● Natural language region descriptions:
━━━━━━━━━━

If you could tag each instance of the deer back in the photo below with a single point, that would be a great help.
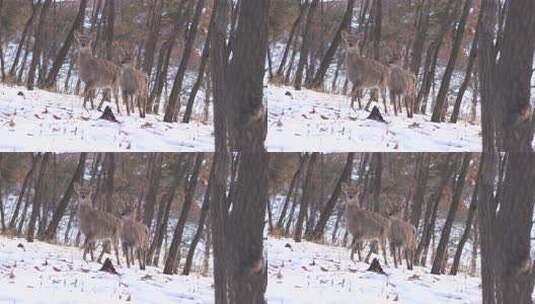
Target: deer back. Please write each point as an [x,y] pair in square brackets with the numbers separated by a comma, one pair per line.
[401,81]
[365,72]
[98,224]
[403,233]
[134,234]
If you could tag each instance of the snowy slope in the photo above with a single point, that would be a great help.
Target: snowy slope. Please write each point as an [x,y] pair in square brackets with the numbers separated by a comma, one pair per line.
[298,121]
[298,273]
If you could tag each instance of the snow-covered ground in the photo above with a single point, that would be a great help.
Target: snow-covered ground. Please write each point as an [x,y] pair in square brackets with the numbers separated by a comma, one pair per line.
[298,121]
[298,273]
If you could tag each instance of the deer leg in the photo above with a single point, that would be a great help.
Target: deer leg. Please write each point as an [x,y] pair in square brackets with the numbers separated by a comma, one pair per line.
[383,94]
[393,252]
[116,248]
[353,245]
[367,259]
[125,253]
[393,101]
[383,245]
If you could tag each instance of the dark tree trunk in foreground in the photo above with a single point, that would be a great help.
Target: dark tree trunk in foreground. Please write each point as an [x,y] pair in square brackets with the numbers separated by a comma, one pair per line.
[62,205]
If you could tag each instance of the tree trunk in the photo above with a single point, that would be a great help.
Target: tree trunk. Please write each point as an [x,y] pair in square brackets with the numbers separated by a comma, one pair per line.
[60,58]
[440,256]
[38,197]
[62,205]
[306,198]
[173,107]
[200,227]
[27,180]
[38,43]
[328,209]
[300,167]
[171,264]
[305,45]
[468,75]
[441,104]
[467,227]
[345,24]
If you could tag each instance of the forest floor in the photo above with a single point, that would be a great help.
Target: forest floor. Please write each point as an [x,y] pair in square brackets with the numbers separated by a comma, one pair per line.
[297,120]
[298,273]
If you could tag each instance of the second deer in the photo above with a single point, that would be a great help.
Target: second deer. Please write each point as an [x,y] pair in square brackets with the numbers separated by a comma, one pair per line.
[135,238]
[364,73]
[94,72]
[97,225]
[365,225]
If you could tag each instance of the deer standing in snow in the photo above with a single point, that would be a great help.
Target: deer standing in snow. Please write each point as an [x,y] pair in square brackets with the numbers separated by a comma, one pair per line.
[364,73]
[94,72]
[365,225]
[134,84]
[134,237]
[96,225]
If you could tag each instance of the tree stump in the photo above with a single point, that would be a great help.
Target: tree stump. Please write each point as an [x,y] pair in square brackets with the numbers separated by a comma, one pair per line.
[108,115]
[375,266]
[376,115]
[108,267]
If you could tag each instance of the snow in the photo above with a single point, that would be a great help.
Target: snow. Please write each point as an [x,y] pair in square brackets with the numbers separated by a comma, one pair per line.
[298,273]
[298,121]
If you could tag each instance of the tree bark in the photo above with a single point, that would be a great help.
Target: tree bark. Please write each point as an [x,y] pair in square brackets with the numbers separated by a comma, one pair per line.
[441,102]
[440,256]
[328,209]
[62,205]
[306,198]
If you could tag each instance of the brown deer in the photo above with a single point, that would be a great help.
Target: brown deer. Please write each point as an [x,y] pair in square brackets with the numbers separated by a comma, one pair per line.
[94,72]
[364,225]
[402,83]
[402,235]
[96,225]
[364,73]
[134,84]
[134,236]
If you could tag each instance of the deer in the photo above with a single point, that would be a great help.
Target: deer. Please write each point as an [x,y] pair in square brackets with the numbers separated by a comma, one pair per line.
[134,84]
[402,83]
[402,235]
[134,236]
[94,72]
[365,225]
[96,225]
[364,73]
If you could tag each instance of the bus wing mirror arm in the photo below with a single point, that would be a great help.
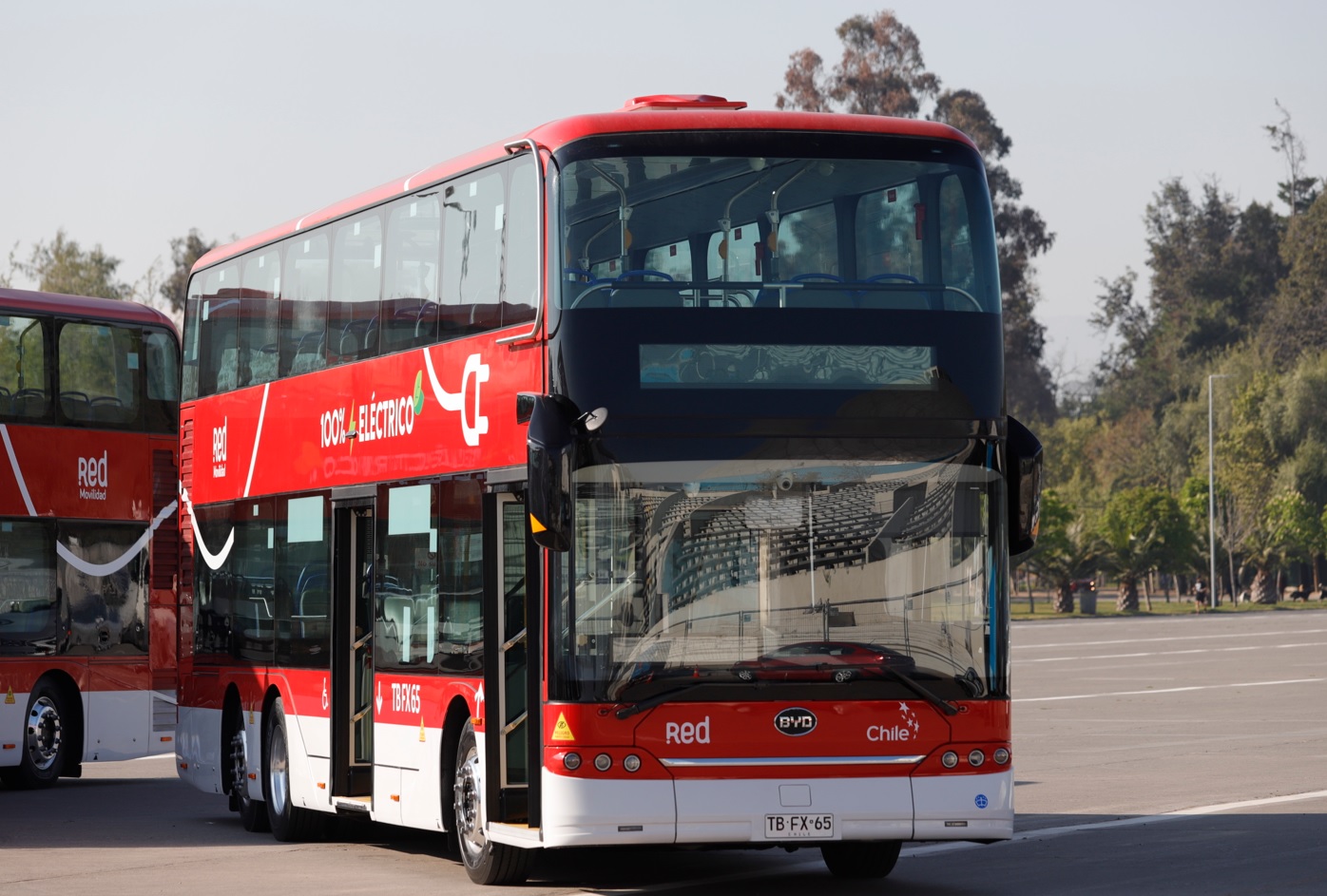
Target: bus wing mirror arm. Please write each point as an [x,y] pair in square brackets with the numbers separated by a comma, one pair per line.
[551,442]
[1025,488]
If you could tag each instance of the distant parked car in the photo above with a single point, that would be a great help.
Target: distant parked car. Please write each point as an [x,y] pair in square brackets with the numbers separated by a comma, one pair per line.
[823,661]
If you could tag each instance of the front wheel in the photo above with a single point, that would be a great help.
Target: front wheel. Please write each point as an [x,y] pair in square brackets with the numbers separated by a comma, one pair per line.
[486,862]
[288,822]
[252,811]
[44,747]
[860,859]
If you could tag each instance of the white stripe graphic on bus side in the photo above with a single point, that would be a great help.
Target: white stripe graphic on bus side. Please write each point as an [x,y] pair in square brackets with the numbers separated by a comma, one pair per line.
[214,561]
[17,473]
[63,550]
[123,561]
[261,412]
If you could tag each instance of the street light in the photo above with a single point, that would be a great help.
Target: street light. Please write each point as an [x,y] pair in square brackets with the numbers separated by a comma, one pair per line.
[1212,504]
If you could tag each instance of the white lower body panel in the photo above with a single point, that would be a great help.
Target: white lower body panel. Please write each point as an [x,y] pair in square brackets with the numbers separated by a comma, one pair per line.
[579,811]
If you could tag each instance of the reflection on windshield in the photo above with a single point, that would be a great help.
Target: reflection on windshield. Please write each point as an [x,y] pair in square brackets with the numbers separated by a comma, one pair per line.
[780,571]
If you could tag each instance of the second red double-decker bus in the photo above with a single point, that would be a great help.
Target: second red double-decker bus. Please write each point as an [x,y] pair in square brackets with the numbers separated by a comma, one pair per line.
[644,479]
[89,398]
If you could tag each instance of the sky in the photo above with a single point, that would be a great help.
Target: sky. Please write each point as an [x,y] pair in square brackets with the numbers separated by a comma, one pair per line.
[126,124]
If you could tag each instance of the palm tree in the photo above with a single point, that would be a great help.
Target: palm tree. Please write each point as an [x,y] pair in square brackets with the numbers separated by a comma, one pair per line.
[1066,549]
[1144,529]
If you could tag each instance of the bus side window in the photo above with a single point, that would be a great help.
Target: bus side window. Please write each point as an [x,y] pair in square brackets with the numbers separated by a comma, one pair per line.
[218,354]
[304,301]
[356,289]
[520,278]
[24,391]
[472,217]
[260,288]
[411,276]
[99,372]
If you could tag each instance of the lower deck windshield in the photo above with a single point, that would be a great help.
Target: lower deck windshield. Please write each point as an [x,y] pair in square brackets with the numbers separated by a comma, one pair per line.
[844,577]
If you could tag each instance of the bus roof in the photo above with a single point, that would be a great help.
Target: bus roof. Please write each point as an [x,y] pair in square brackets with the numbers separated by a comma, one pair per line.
[83,306]
[659,113]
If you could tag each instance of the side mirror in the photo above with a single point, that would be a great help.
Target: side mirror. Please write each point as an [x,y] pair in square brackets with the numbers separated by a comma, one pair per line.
[551,442]
[1025,486]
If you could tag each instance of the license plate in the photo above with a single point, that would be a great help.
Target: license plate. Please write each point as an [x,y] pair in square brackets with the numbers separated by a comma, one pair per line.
[801,828]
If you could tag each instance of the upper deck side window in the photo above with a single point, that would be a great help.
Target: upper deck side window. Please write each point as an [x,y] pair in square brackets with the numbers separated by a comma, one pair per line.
[24,385]
[871,232]
[448,261]
[94,374]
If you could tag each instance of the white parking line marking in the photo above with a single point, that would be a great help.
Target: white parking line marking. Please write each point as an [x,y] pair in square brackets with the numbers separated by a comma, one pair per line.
[1149,691]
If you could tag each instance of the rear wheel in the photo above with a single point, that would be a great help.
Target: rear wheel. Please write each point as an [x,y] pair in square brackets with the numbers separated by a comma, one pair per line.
[860,859]
[44,745]
[486,862]
[288,822]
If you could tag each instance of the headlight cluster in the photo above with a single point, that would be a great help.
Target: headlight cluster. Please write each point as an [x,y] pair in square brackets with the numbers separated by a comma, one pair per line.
[975,758]
[603,762]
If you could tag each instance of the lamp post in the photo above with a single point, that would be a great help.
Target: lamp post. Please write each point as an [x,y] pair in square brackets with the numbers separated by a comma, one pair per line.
[1212,503]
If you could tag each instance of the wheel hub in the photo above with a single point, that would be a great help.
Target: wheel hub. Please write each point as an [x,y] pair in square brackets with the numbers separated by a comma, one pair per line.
[468,808]
[46,734]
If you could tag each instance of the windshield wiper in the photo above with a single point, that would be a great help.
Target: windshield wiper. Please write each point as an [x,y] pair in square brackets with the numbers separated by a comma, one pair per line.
[925,694]
[664,696]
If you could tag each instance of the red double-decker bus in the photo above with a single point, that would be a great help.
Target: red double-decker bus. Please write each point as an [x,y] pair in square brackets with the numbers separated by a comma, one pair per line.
[89,403]
[644,479]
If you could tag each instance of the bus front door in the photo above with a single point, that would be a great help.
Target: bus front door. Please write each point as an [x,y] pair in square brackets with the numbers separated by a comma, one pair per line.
[352,650]
[511,664]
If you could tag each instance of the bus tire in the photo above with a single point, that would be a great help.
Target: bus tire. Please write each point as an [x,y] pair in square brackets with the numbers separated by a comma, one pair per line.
[252,811]
[860,859]
[288,822]
[486,862]
[46,742]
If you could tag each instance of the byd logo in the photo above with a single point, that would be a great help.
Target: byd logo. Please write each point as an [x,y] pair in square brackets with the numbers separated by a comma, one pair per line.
[795,721]
[92,472]
[220,442]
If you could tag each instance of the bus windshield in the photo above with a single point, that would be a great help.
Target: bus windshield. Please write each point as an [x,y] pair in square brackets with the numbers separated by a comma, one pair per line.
[780,571]
[756,231]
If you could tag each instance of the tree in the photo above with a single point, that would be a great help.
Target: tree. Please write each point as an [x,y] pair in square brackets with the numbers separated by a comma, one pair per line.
[883,73]
[183,251]
[1298,318]
[64,267]
[1065,549]
[1289,529]
[1144,529]
[1298,191]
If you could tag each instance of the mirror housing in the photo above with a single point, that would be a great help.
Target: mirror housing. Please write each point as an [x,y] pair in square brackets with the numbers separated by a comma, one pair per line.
[551,443]
[1024,452]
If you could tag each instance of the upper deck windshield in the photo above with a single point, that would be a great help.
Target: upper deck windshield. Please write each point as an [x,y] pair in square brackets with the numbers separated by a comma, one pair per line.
[855,223]
[845,577]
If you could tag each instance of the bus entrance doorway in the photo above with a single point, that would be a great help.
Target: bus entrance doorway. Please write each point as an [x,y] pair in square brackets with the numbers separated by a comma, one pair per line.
[352,650]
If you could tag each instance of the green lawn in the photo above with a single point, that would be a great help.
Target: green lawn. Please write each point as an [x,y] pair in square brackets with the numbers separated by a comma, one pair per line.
[1043,606]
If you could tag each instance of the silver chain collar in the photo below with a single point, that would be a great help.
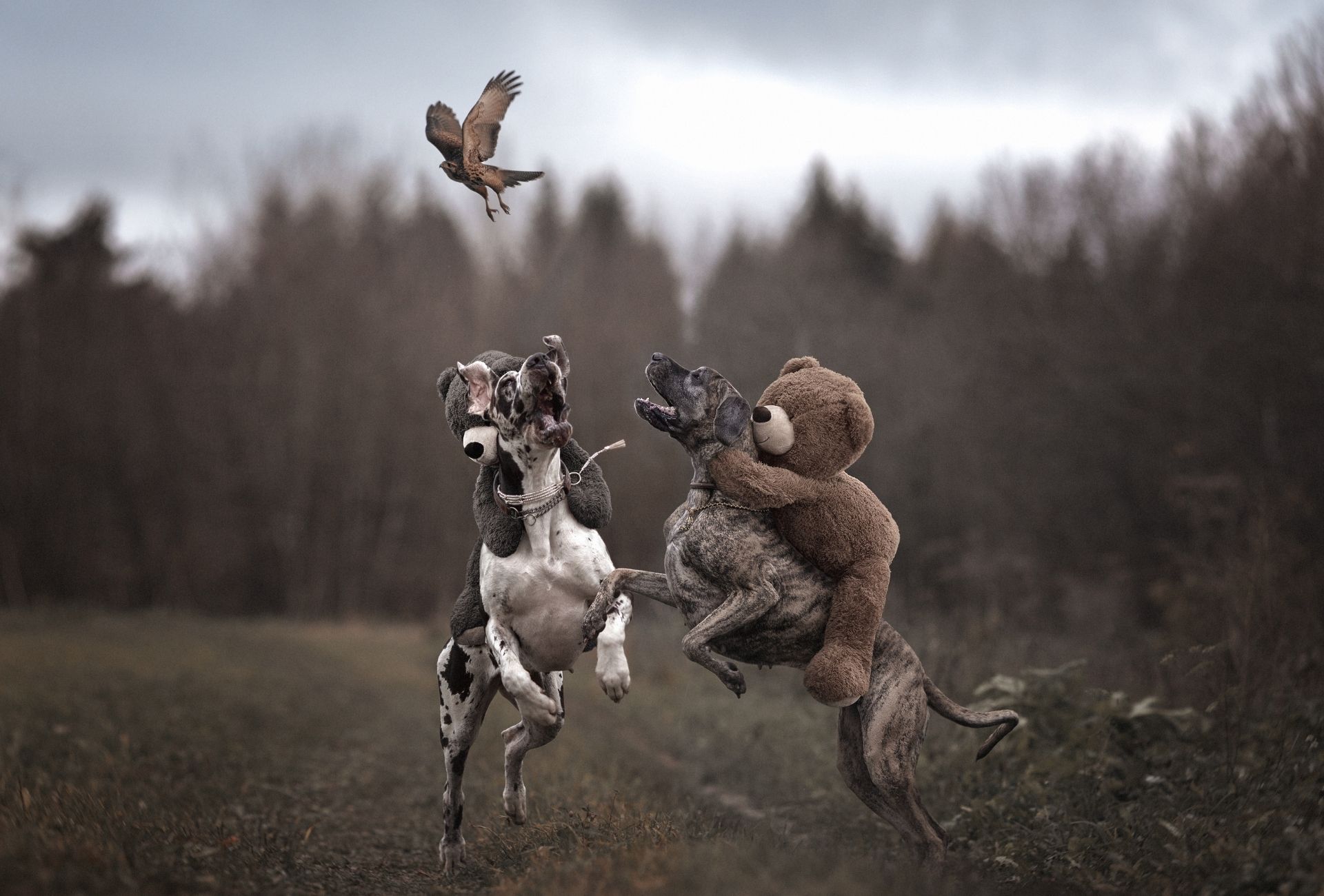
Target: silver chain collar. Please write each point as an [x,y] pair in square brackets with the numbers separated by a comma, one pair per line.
[552,494]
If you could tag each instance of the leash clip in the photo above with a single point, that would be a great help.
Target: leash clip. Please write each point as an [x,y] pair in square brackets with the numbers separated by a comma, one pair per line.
[578,476]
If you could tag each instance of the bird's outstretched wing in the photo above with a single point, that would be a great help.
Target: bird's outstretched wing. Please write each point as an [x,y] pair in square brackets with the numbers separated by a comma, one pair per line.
[444,132]
[482,123]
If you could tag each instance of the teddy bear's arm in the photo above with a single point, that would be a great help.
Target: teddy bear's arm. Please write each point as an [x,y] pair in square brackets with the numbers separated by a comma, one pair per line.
[468,613]
[498,531]
[759,485]
[591,499]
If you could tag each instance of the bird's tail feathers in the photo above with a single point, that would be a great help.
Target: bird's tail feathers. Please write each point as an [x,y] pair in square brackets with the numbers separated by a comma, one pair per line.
[515,178]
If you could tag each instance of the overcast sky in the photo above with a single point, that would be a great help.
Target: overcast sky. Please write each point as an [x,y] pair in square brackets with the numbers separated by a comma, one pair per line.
[708,112]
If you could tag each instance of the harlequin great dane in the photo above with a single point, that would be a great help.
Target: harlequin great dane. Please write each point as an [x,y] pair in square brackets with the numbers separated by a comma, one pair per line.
[535,598]
[747,595]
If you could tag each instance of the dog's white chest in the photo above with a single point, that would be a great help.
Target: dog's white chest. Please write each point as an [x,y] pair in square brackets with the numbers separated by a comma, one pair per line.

━━━━━━━━━━

● Task goal: Please repeat, exactly and only, the lines from the one containing "If you could tag each instance of the teddy" through the last line of the records, both included.

● Solution to this task:
If you could tag each instance of the teddy bear's arm in the photo above with a single point, that would be a great help.
Target: teddy bear's arm. Please write each point as an [x,y] pair in square brackets with the numbers separated by a comma, one pair per line.
[468,613]
[498,531]
[759,485]
[591,499]
If you could tag each instance of the bird's tail feathers in the photo above with a single point, that would be a great help.
Target: bird's tail feathers. Please write each point as an [x,y] pair in square brackets with the numbers separated by a comma, one pair per line.
[515,178]
If you could tag each instance of the overcast sky in the photo above with a single point, that would be a great help.
Target: overcast sky. Please write each point as an [x,y] pair in square brackets with the numbers separated by a comma, one pair per line.
[708,112]
If you could tag each instance of the harlequin great dane in the photo above with a single point, that would be a great help.
Target: harlequin great dane. Please write each point as an [x,y] pair in square brackets with the numbers separated by a comma, one pair per line.
[535,598]
[747,595]
If you could tag each instance of the dog's white chest in the photo above with a single point, that would be a great help.
Target: dog's white chest. Please write each point as an [x,y] pair in square brackets with the numbers separated by a comma, one pair per line.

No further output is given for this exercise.